INPUT:
══════════════════════════════

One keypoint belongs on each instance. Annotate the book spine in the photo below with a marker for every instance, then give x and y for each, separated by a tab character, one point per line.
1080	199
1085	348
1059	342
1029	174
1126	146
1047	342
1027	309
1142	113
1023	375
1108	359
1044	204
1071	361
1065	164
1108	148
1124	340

══════════════════════════════

GIVEN INSTRUCTION: Count the lines in the items above that contain the string "book", treating uppercase and lowercase as different. Reply with only the number.

FINISHED TASK: 1